[Directions for this task]: The full set of records needs to be retyped exactly.

[Data for processing]:
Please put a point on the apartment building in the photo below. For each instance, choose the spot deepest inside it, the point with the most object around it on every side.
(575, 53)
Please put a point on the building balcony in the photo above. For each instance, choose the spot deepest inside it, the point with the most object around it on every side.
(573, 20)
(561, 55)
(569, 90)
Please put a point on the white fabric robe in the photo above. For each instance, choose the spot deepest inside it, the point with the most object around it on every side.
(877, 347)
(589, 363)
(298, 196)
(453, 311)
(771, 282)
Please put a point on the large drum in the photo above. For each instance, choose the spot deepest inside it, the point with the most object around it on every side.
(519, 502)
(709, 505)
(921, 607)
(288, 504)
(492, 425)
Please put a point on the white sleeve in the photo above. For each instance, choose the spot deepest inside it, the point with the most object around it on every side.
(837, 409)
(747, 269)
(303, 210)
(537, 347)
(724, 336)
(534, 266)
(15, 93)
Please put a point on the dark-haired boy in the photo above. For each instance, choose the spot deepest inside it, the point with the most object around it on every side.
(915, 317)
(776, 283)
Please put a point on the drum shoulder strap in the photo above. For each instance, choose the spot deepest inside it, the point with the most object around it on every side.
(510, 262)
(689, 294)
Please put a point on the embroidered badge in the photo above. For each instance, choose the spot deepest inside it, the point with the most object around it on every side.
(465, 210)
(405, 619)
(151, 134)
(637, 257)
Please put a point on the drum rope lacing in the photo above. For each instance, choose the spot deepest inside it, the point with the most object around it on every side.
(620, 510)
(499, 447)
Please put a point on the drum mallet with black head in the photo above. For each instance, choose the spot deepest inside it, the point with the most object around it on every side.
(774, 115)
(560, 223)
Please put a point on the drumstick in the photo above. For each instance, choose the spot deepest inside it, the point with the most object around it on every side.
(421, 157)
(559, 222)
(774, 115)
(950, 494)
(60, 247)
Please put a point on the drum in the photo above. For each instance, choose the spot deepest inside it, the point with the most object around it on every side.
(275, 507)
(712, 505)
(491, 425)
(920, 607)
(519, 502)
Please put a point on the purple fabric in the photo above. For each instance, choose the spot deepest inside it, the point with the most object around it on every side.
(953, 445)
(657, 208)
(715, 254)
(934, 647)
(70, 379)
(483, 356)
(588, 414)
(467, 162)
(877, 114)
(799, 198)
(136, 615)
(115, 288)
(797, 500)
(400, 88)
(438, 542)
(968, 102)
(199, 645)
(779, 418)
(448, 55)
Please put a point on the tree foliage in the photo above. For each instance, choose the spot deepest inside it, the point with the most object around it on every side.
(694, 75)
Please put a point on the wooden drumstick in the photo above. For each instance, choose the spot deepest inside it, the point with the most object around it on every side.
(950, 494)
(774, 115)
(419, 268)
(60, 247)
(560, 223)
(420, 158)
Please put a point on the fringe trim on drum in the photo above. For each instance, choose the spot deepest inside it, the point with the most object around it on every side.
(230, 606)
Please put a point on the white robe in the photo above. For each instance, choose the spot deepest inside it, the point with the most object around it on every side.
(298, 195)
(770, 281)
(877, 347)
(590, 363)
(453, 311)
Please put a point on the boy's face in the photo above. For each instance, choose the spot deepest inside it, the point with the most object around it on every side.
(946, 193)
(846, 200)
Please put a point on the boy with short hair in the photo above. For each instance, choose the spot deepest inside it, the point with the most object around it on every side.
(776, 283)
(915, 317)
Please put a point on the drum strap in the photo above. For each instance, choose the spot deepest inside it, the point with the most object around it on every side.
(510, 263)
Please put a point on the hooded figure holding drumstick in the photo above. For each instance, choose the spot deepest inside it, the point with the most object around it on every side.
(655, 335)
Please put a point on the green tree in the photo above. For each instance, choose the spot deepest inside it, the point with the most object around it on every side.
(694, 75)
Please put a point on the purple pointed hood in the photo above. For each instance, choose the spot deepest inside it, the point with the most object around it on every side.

[Exercise output]:
Please put a point on the apartment building in the photo below. For each instance, choose the spot deepest inside it, the point with the most object around it on every side.
(575, 53)
Please put a point on the building balcony in the photo above. For each instance, choose the spot deepest inside it, the point with the most object around it on every side.
(573, 20)
(561, 55)
(569, 90)
Please put a point on the white fabric robe in the photo above. For each instance, choose the spot deepest inside it, the point with the most object around it on every side.
(877, 347)
(589, 363)
(298, 196)
(453, 311)
(771, 282)
Please put a point on the large drum in the photo above. For each instance, choose the spot deepest inside it, the point with the most object around it on every side.
(519, 502)
(709, 505)
(921, 607)
(288, 504)
(492, 425)
Please put a point on the white sleeve in the photo above. For each instance, choose the spot deepest inside it, the point with the most object around it on every side.
(837, 409)
(747, 269)
(303, 210)
(537, 347)
(724, 336)
(534, 266)
(15, 93)
Please put a point on the dark-haired boy in the photo above. For each instance, choose the spot deepest inside it, the point with the most object around it on every side.
(915, 317)
(776, 283)
Please put a point on the drum shoulder strap in the photo above. For each instance, choose the spot deepest inside it, the point with the most object around it on every side.
(510, 262)
(689, 294)
Please put a point on the embroidered badge in the photo above. For each instance, choose the spot deepest inside it, the point with the most object around it on every side.
(465, 210)
(405, 619)
(151, 134)
(637, 257)
Please put a point on the drum rope lacing in the photo above. For each instance, choose the spot deepest inside it, the point with the most object around it on every side.
(620, 510)
(499, 447)
Please put a point on the drum mallet with black head in the photo above. For each instance, choose the spot deepest inside it, the point with the most object around it on every side.
(774, 115)
(560, 223)
Please put a point on the drumstick in the photo above. For each instance, choose the spot deepest inside it, the point with the most object around it on every side.
(421, 157)
(559, 222)
(774, 115)
(950, 494)
(60, 247)
Please put a point on the drum in the photo above. For each instance, choose the spot deepest inside it, the point with the most object around it on every side.
(275, 507)
(712, 505)
(491, 425)
(920, 607)
(519, 502)
Please put a point on the purple fabric in the photo above. For each instance, choose the spot deepest inside it, the point with the most object around it on every side.
(953, 445)
(657, 208)
(715, 254)
(934, 647)
(70, 379)
(483, 356)
(588, 414)
(467, 162)
(877, 114)
(799, 198)
(136, 615)
(115, 288)
(797, 500)
(400, 88)
(438, 542)
(968, 102)
(199, 645)
(779, 418)
(448, 55)
Please put a point on the tree foliage in the photo above. For each instance, choose the spot deepest inside it, the point with the most object around it on every side.
(694, 75)
Please put a point on the wooden drumstick in the photo above. For each instance, choose the spot deepest inside it, the point with the most object around it on every side.
(950, 494)
(774, 115)
(419, 268)
(60, 247)
(560, 223)
(420, 158)
Please put a point on the fringe trim on drum in the photo above. For each instance, choose the spot deepest inside it, the point with the most object around it on every side.
(230, 606)
Please put a point on the white robe in the photo above. For each instance, choose the spot deepest inside it, the point with the most object around it on every side.
(298, 195)
(770, 281)
(877, 347)
(590, 363)
(453, 311)
Please put a point on the boy's face in the photo above. For each instance, choose the spot deepest inside it, the point with the most object around it on every side.
(946, 193)
(846, 200)
Please put a point on the boy with short hair in the photo above. For each instance, choose the spot deepest inside it, the point with the most object around it on every side.
(776, 283)
(915, 317)
Please put a point on the drum strap in the photo above. For each instance, choose the spot deepest inside it, the point with the most object around it on every side.
(510, 263)
Please put a point on the hooded figure holding drumstick in the photo above. For each instance, choose the spot deepest inside it, the point with the most object around it on every side.
(655, 335)
Please put a point on the green tree in the photo above. For each instance, choose the spot deepest inside it, the point with the most object around it on every side.
(694, 75)
Please put a point on the purple pointed hood in the photo above. For each instance, choose the spot deepest inside it, the point with the most object around it on every side.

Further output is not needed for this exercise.